Part of a data file
#####

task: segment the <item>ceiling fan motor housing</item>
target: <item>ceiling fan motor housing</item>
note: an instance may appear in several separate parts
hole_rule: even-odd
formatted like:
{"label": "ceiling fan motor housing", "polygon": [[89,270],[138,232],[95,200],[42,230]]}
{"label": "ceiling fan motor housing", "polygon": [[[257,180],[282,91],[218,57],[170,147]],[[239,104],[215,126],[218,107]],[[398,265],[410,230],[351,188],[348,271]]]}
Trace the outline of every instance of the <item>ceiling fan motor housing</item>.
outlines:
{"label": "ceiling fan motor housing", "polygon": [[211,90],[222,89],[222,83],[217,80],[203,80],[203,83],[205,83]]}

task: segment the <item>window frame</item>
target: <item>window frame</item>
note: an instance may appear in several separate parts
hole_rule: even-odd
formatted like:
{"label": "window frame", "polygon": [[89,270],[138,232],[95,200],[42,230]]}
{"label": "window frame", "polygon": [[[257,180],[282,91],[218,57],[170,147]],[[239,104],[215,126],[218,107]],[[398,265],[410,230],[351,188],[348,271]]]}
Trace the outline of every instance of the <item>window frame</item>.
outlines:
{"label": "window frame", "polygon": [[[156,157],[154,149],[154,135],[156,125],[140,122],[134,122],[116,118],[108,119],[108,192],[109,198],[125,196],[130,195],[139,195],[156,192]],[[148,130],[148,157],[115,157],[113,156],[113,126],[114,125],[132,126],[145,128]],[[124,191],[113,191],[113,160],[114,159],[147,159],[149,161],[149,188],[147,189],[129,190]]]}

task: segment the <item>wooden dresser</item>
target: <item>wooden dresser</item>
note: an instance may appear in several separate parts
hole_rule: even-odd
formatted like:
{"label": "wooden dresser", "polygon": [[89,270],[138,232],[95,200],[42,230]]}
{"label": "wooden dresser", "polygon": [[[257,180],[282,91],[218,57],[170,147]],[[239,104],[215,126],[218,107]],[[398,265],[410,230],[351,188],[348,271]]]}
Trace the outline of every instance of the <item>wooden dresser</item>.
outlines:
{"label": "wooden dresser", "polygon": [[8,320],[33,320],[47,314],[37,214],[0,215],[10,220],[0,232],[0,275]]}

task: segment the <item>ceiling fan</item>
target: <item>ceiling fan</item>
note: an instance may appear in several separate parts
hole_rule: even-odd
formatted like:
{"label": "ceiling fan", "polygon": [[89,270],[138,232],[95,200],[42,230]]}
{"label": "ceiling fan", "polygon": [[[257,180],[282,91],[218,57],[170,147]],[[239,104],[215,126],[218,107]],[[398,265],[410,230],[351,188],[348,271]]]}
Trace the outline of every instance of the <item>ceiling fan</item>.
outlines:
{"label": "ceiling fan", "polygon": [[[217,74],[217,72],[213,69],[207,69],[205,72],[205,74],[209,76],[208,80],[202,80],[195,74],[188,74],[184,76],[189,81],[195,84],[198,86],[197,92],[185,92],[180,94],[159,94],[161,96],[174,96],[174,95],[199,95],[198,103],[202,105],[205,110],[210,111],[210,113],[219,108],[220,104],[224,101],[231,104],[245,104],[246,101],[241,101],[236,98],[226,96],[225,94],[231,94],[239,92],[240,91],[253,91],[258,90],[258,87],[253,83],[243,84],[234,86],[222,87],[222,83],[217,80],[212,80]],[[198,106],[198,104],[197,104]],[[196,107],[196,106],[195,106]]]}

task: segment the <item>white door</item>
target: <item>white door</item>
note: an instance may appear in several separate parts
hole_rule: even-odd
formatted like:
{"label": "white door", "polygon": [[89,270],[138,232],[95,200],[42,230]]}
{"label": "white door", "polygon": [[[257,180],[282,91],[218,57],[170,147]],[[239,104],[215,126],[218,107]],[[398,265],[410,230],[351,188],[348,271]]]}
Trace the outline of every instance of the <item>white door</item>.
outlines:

#####

**Given exercise**
Turn the lines of the records above into a numbered list and leave out the blank lines.

**Final result**
1. task: segment the <item>ceiling fan motor housing</item>
2. target: <item>ceiling fan motor housing</item>
3. note: an instance may appear in several separate parts
4. hole_rule: even-odd
5. formatted like:
6. {"label": "ceiling fan motor housing", "polygon": [[89,270],[138,232],[95,200],[42,230]]}
7. {"label": "ceiling fan motor housing", "polygon": [[[257,180],[282,91],[218,57],[170,147]],[[239,104],[215,126],[218,107]],[[398,265],[410,230],[351,188],[348,271]]]}
8. Trace the outline of every instance of the <item>ceiling fan motor housing</item>.
9. outlines:
10. {"label": "ceiling fan motor housing", "polygon": [[211,90],[222,89],[222,83],[217,80],[203,80],[203,83],[205,83]]}
11. task: segment the <item>window frame</item>
12. target: <item>window frame</item>
13. note: an instance may appear in several separate parts
14. hole_rule: even-odd
15. formatted like:
16. {"label": "window frame", "polygon": [[89,270],[138,232],[95,200],[42,230]]}
17. {"label": "window frame", "polygon": [[[257,180],[282,91],[218,57],[170,147]],[[239,104],[215,126],[218,107]],[[398,265],[410,230],[351,188],[348,271]]]}
18. Trace the outline of every instance of the <item>window frame</item>.
19. outlines:
20. {"label": "window frame", "polygon": [[[156,157],[154,149],[154,135],[156,125],[140,122],[134,122],[116,118],[108,119],[108,192],[109,198],[125,196],[130,195],[139,195],[156,192]],[[148,130],[148,157],[115,157],[113,156],[113,126],[114,125],[132,126],[145,128]],[[124,191],[113,191],[113,160],[114,159],[147,159],[149,161],[149,188],[147,189],[129,190]]]}
21. task: segment the <item>wooden dresser</item>
22. target: <item>wooden dresser</item>
23. note: an instance may appear in several separate parts
24. hole_rule: even-odd
25. formatted like:
26. {"label": "wooden dresser", "polygon": [[89,270],[138,232],[95,200],[42,230]]}
27. {"label": "wooden dresser", "polygon": [[[257,180],[282,91],[218,57],[170,147]],[[239,104],[215,126],[218,107]],[[398,265],[410,230],[351,188],[348,271]]]}
28. Trace the outline of every instance of the <item>wooden dresser</item>.
29. outlines:
30. {"label": "wooden dresser", "polygon": [[8,320],[33,320],[47,314],[37,214],[0,215],[10,220],[0,232],[0,275]]}
31. task: segment the <item>ceiling fan</item>
32. target: <item>ceiling fan</item>
33. note: an instance may appear in several separate parts
34. hole_rule: even-odd
35. formatted like:
36. {"label": "ceiling fan", "polygon": [[89,270],[138,232],[95,200],[42,230]]}
37. {"label": "ceiling fan", "polygon": [[[257,180],[282,91],[218,57],[170,147]],[[239,104],[215,126],[218,107]],[[398,265],[410,230],[351,188],[348,271]]]}
38. Trace the outline of every instance of the <item>ceiling fan</item>.
39. outlines:
40. {"label": "ceiling fan", "polygon": [[[217,74],[217,72],[213,69],[207,69],[205,72],[205,74],[209,76],[208,80],[202,80],[195,74],[188,74],[184,76],[189,81],[195,84],[198,86],[197,92],[185,92],[180,94],[159,94],[161,96],[174,96],[174,95],[199,95],[198,103],[202,105],[205,110],[210,111],[210,113],[219,108],[220,104],[224,101],[231,104],[245,104],[246,101],[241,101],[236,98],[226,96],[225,94],[231,94],[239,92],[240,91],[253,91],[258,90],[258,87],[253,83],[243,84],[234,86],[222,87],[222,83],[217,80],[212,80]],[[198,106],[198,104],[197,104]],[[196,107],[196,106],[195,106]]]}
41. task: segment the <item>white door</item>
42. target: <item>white door</item>
43. note: an instance may appear in several separate parts
44. hole_rule: even-odd
45. formatted like:
46. {"label": "white door", "polygon": [[89,270],[138,232],[95,200],[42,230]]}
47. {"label": "white door", "polygon": [[[257,180],[282,91],[218,57],[170,147]],[[239,104],[215,126],[218,107]],[[398,265],[410,230],[351,188],[348,271]]]}
48. Trace the outline of every instance of the <item>white door</item>.
49. outlines:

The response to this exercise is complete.